*Brief*.
Using the entries below, output exactly the lines from the one containing "In this picture, where can the person's" through the final line, both included, and no others.

- - -

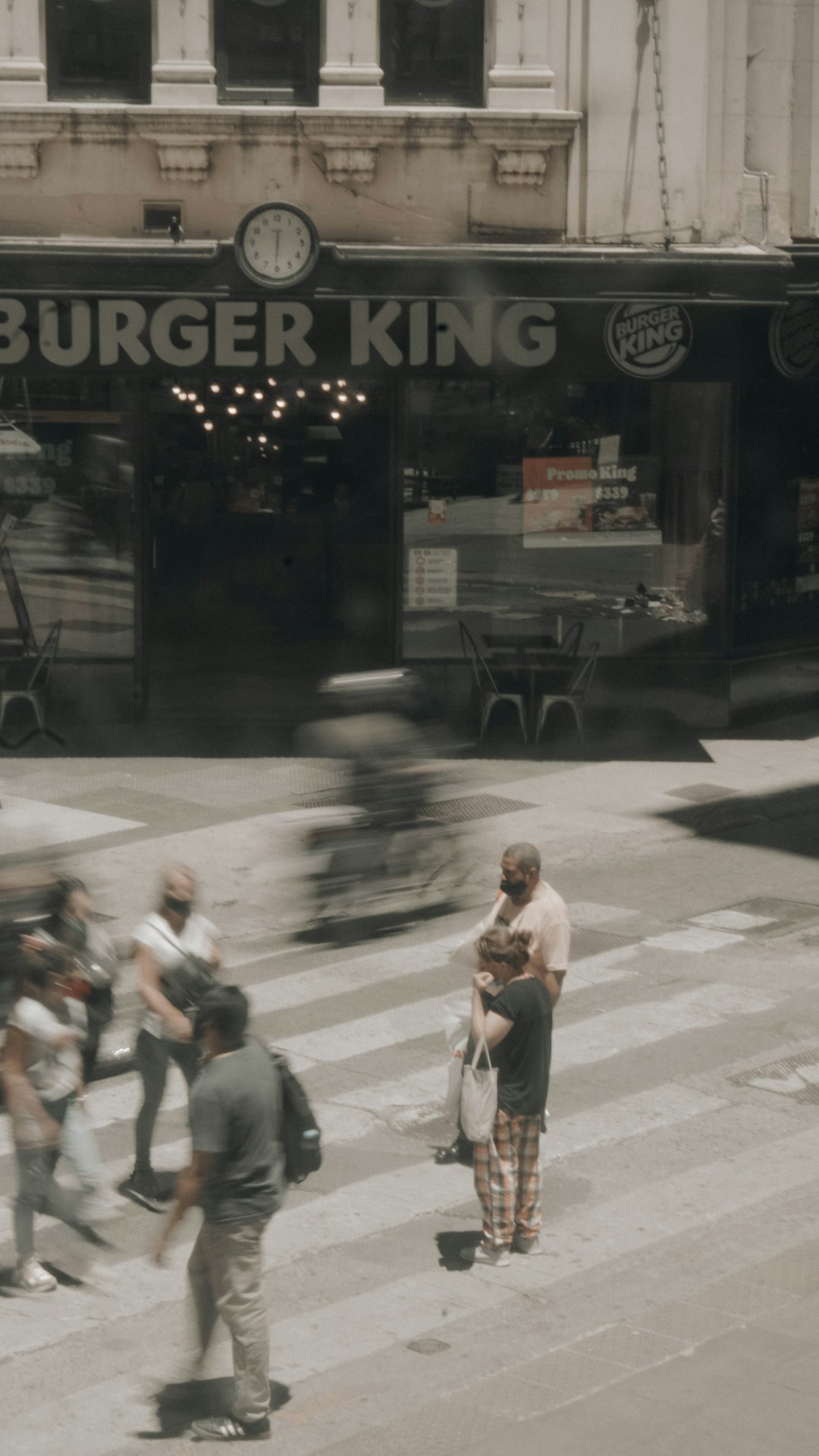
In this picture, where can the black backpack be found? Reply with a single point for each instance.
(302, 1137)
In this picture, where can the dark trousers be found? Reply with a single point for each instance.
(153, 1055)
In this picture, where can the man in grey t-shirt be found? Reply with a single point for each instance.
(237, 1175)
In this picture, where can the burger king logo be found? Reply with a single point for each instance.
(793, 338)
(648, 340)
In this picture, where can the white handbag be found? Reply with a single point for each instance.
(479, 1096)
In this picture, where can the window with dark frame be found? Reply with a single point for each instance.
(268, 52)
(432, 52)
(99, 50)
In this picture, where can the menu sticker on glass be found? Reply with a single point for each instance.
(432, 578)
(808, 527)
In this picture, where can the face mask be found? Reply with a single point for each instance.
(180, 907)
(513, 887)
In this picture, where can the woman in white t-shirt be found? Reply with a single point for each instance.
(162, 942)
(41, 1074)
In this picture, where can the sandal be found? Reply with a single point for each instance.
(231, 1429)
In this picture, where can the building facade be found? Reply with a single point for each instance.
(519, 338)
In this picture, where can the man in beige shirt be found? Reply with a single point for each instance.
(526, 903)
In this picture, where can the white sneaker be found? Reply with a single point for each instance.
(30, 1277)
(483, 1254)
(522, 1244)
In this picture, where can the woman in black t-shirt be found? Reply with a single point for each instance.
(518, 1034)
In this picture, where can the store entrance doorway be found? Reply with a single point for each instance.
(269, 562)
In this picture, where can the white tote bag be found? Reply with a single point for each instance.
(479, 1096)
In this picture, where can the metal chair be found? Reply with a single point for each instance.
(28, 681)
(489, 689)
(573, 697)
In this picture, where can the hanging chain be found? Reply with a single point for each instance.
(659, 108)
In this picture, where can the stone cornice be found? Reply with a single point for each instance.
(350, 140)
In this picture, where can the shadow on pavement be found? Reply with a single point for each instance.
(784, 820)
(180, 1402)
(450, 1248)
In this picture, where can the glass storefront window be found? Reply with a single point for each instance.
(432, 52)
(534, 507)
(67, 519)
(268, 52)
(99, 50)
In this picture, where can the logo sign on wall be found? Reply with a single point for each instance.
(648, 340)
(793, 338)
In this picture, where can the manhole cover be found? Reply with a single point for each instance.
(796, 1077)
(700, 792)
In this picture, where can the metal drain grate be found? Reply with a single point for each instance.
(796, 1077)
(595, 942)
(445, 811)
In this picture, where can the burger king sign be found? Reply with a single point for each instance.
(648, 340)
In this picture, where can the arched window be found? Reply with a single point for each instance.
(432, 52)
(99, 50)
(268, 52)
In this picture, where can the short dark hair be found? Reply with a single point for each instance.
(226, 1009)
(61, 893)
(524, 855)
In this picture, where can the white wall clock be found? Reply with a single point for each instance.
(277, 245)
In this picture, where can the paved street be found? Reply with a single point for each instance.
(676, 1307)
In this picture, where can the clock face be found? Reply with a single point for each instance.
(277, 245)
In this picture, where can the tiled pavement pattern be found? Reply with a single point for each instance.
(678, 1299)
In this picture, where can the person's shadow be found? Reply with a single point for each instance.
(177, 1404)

- - -

*Response*.
In this picture, where can the person's shadow be found? Reply with a single point for each instance.
(177, 1404)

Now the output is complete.